TEXT EXCERPT:

— Start —

[Beignet] [PATCH 18/27] Overload I64MUL function.

junyan.he at inbox.com junyan.he at inbox.com
Tue Jan 6 02:02:07 PST 2015


From: Junyan He <junyan.he at linux.intel.com>

BDW supports 32 by 32 instruction, so we can refine
the MUL instruction of long by using it.

Signed-off-by: Junyan He <junyan.he at linux.intel.com>
---
 backend/src/backend/gen8_context.cpp       | 31 +++++++++++++++++++++++++++
 backend/src/backend/gen8_context.hpp       |  1 +
 backend/src/backend/gen_context.hpp        |  2 +-
 backend/src/backend/gen_insn_selection.cpp | 34 ++++++++++++++++++++++--------
 4 files changed, 58 insertions(+), 10 deletions(-)

— End —

GIVEN ENTRIES:
— Start —

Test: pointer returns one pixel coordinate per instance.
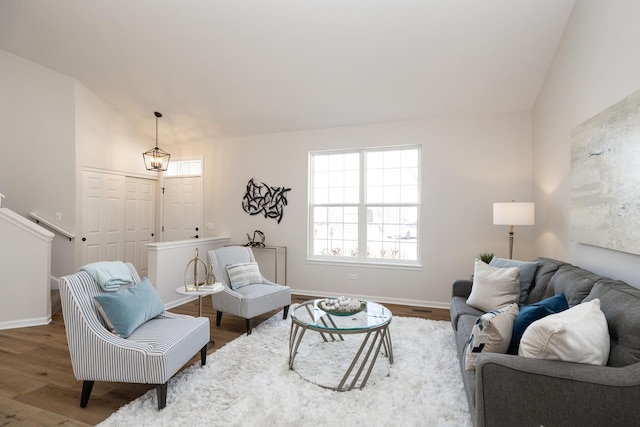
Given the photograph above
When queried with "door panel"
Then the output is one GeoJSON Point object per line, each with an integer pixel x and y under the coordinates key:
{"type": "Point", "coordinates": [183, 208]}
{"type": "Point", "coordinates": [140, 221]}
{"type": "Point", "coordinates": [118, 219]}
{"type": "Point", "coordinates": [103, 217]}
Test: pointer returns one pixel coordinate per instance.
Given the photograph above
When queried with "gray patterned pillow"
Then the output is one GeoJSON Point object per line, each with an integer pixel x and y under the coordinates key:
{"type": "Point", "coordinates": [491, 334]}
{"type": "Point", "coordinates": [244, 274]}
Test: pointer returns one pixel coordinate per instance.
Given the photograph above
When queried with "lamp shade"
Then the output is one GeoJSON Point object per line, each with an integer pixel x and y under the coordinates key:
{"type": "Point", "coordinates": [514, 213]}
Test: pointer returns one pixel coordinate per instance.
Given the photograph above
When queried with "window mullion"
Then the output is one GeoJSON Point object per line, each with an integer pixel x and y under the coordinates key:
{"type": "Point", "coordinates": [362, 209]}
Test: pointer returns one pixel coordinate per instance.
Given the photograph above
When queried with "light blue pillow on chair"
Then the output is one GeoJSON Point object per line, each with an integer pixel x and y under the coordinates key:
{"type": "Point", "coordinates": [527, 273]}
{"type": "Point", "coordinates": [244, 274]}
{"type": "Point", "coordinates": [124, 311]}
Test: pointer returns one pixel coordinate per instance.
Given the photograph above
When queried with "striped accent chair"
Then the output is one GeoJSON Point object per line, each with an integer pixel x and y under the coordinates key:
{"type": "Point", "coordinates": [247, 301]}
{"type": "Point", "coordinates": [152, 354]}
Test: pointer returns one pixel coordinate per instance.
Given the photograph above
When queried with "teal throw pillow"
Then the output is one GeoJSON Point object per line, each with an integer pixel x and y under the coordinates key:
{"type": "Point", "coordinates": [124, 311]}
{"type": "Point", "coordinates": [527, 273]}
{"type": "Point", "coordinates": [530, 313]}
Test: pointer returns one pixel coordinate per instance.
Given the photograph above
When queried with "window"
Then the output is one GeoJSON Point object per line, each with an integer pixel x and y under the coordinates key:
{"type": "Point", "coordinates": [184, 168]}
{"type": "Point", "coordinates": [364, 205]}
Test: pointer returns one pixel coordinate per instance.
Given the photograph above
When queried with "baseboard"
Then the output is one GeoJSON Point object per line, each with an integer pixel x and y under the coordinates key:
{"type": "Point", "coordinates": [380, 299]}
{"type": "Point", "coordinates": [25, 323]}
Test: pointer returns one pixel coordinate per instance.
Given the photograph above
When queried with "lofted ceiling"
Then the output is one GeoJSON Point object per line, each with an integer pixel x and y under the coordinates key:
{"type": "Point", "coordinates": [220, 69]}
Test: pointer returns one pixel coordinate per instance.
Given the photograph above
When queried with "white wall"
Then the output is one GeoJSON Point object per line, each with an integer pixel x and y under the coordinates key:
{"type": "Point", "coordinates": [51, 127]}
{"type": "Point", "coordinates": [596, 65]}
{"type": "Point", "coordinates": [105, 141]}
{"type": "Point", "coordinates": [37, 163]}
{"type": "Point", "coordinates": [468, 163]}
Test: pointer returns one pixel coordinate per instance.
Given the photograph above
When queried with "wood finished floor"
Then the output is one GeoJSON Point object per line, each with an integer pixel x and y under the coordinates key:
{"type": "Point", "coordinates": [37, 386]}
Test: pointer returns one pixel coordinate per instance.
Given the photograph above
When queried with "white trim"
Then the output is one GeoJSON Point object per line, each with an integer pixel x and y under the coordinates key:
{"type": "Point", "coordinates": [25, 323]}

— End —

WHAT IS ASKED:
1. List every file path named in the I64MUL patch message's change summary.
2. Write out everything in the I64MUL patch message from "BDW supports 32" down to "insertions(+), 10 deletions(-)".
3. Pick up the I64MUL patch message where it stops and write what comes next.
The records have no connection to the I64MUL patch message.

RESPONSES BY TASK:
1.
backend/src/backend/gen8_context.cpp
backend/src/backend/gen8_context.hpp
backend/src/backend/gen_context.hpp
backend/src/backend/gen_insn_selection.cpp

2.
BDW supports 32 by 32 instruction, so we can refine
the MUL instruction of long by using it.

Signed-off-by: Junyan He <junyan.he at linux.intel.com>
---
 backend/src/backend/gen8_context.cpp       | 31 +++++++++++++++++++++++++++
 backend/src/backend/gen8_context.hpp       |  1 +
 backend/src/backend/gen_context.hpp        |  2 +-
 backend/src/backend/gen_insn_selection.cpp | 34 ++++++++++++++++++++++--------
 4 files changed, 58 insertions(+), 10 deletions(-)

3.
diff --git a/backend/src/backend/gen8_context.cpp b/backend/src/backend/gen8_context.cpp
index 18a3425..85b72a5 100644
--- a/backend/src/backend/gen8_context.cpp
+++ b/backend/src/backend/gen8_context.cpp
@@ -102,6 +102,37 @@ namespace gbe
     }
   }
 
+  void Gen8Context::emitI64MULInstruction(const SelectionInstruction &insn)
+  {
+    GenRegister src0 = ra->genReg(insn.src(0));
+    GenRegister src1 = ra->genReg(insn.src(1));
+    GenRegister dst = ra->genReg(insn.dst(0));
+    GenRegister res = ra->genReg(insn.dst(1));
+
+    src0.type = src1.type = GEN_TYPE_UD;
+    dst.type = GEN_TYPE_UL;
+    res.type = GEN_TYPE_UL;
+
+    /* Low 32 bits X low 32 bits. */
+    GenRegister s0l = src0.hstride == GEN_HORIZONTAL_STRIDE_0 ?
+      GenRegister::retype(src0, GEN_TYPE_UD) : GenRegister::unpacked_ud(src0.nr, src0.subnr);
+    GenRegister s1l = src1.hstride == GEN_HORIZONTAL_STRIDE_0 ?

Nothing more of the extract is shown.